16. Gelet op hetgeen hiervoor is overwogen, behoeft grief 5 geen beoordeling. Bovendien, zo oordeelt het hof, is de grief te weinig gespecificeerd geformuleerd, zodat alleen al om die reden een beoordeling daarvan achterwege kan blijven.
In incidenteel appel
17. De man stelt in zijn grief in incidenteel appel dat de rechtbank ten onrechte heeft overwogen dat er conform de Tremanormen rekening wordt gehouden met de helft van de woonlasten en andere gezamenlijke lasten. De rechtbank heeft hierbij ten onrechte overwogen dat de man niet aannemelijk heeft gemaakt dat er in casu reden is om af te wijken van deze hoofdregel. In appel voert de man aan dat het kind van hem en zijn partner inmiddels naar school gaat en dat de kosten van de kinderopvang weliswaar zijn weggevallen, maar dat de partner van de man daardoor is genoodzaakt 15 uur per week minder te gaan werken. Thans is de verhouding tussen het salaris van de man en dat van zijn partner 80% staat tot 20%.
18. De vrouw stelt dat hetgeen de man heeft gesteld geen omstandigheid oplevert die noopt tot het afwijken van het uitgangspunt dat de woonlasten bij helfte dienen te worden verdeeld. Daartoe voert zij aan dat ook de man een paar uur minder kan gaan werken, zodat hij de opvang van zijn kind kan verzorgen. Voorts stelt de vrouw dat in ieder geval uitgegaan dient te worden van de verdiencapaciteit van de man en zijn partner.
19. Het hof is van oordeel dat nu de man geen andere beslissing heeft gevraagd, hij niet ontvankelijk zal worden verklaard in het incidenteel hoger beroep. De aangevoerde verweren in incidenteel appel beoordeelt het hof als volgt. Het staat de man en zijn partner vrij ervoor te kiezen dat zijn partner minder is gaan werken om hun minderjarige kind voor en na schooltijd op te vangen. De gevolgen van deze keuze kunnen de man in dit specifieke geval naar het oordeel van het hof niet worden tegengeworpen. Van de vrouw kan gelet op de omstandigheden niet worden verlangd dat zij fulltime werkt. Anders is het wanneer de man er voor zou kiezen minder te gaan werken, zoals de vrouw heeft gesteld. Met het oog op de onderhoudsplicht van de man jegens de vrouw kan in beginsel van de man worden verlangd dat hij zijn volledige verdiencapaciteit benut. De stelling van de vrouw kan het hof dan ook niet plaatsen, nu vermindering van de werkzaamheden van de man directe gevolgen heeft voor zijn draagkracht en derhalve niet in het belang van de vrouw is.

Gegevensset.

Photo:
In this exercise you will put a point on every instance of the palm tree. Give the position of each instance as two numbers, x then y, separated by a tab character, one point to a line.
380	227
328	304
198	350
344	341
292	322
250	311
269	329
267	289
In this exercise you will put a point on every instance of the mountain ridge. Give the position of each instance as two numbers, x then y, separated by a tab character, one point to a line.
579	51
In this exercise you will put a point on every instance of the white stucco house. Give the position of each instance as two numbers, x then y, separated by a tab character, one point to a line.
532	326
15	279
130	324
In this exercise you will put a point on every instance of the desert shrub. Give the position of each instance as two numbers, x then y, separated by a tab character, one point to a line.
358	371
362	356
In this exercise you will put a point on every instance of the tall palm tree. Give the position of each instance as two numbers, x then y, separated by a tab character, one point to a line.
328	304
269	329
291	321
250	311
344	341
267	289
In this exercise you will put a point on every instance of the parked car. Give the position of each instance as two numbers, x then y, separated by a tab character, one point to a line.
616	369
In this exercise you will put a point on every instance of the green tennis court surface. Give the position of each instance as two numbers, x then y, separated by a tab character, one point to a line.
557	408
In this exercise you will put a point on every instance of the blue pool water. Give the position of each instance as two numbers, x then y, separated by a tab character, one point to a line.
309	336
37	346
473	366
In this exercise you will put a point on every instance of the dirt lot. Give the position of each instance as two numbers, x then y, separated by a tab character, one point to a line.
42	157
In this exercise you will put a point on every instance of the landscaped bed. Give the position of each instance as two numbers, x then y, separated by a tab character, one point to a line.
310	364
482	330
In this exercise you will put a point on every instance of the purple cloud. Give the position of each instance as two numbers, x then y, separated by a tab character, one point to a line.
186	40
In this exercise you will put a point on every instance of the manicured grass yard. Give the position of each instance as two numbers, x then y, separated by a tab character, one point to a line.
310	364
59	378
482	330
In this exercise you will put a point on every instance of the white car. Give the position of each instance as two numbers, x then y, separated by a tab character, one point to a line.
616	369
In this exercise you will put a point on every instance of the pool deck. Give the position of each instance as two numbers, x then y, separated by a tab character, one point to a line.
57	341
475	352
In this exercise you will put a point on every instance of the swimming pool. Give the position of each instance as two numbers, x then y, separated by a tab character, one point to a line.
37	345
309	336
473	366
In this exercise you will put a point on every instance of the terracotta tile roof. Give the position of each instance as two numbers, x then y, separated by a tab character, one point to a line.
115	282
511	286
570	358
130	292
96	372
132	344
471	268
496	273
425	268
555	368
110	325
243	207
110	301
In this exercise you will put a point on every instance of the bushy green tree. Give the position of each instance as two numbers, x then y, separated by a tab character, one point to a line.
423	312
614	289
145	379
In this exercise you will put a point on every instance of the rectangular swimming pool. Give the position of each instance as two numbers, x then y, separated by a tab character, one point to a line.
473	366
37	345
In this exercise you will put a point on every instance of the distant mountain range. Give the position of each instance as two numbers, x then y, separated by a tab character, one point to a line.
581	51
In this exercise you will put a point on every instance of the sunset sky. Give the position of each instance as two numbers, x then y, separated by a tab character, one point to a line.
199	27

Vereiste taken.
1. Welke verhouding tussen het salaris van de man en dat van zijn partner vermeldt de passage over het incidenteel appel?
2. Zet de passage over het incidenteel appel voort, aansluitend op de laatste zin.

Verwachte antwoorden.
1. 80% staat tot 20%.

2.
20. Gelet op hetgeen hiervoor is overwogen, acht het hof het redelijk om in het kader van de draagkrachtberekening wat betreft de gezamenlijke lasten van de man en zijn partner rekening te houden met de inkomensverhouding tussen beiden, te weten 80% – 20%, zoals de man heeft gesteld.
Conclusie
21. Uit het vorenstaande volgt dat de draagkracht van de man een partneralimentatie toelaat van € 300,- bruto per maand voor de periode van 1 april 2005 tot 1 juli 2007 en van € 1.070,- vanaf 1 juli 2007.
Ingangsdatum
22. Het hof acht het – evenals de rechtbank – redelijk om de beschikking van 24 april 1998 met ingang van 1 april 2005 te wijzigen, nu het inkomen van de man, en daarmee zijn draagkracht, door het faillissement op deze datum is gedaald en de man de vrouw daarvan vanaf deze datum op de hoogte heeft gebracht.
BESLISSING OP HET PRINCIPALE EN HET INCIDENTELE HOGER BEROEP
Het hof:
verklaart de man niet-ontvankelijk in zijn incidenteel hoger beroep;
vernietigt de bestreden beschikking voor zover aan het oordeel van het hof onderworpen en, in zoverre opnieuw beschikkende:
bepaalt - met dienovereenkomstige wijziging van de beschikking van 24 april 1998 van de rechtbank te Rotterdam - de alimentatie voor de vrouw ten laste van de man, met ingang van 1 april 2005 op € 300,- per maand en vanaf 1 juli 2007 op € 1.070,- per maand, wat de na heden te verschijnen termijnen betreft bij vooruitbetaling te voldoen;
stelt de aan de vrouw tot heden verschuldigde alimentatie vast op het bedrag dat de man tot heden in feite heeft betaald;
verklaart deze beschikking uitvoerbaar bij voorraad;
wijst het meer of anders verzochte af.
Deze beschikking is gegeven door mrs. Husson, Dusamos en Zonnenberg, bijgestaan door mr. Vermaas als griffier, en uitgesproken ter openbare terechtzitting van 9 mei 2007.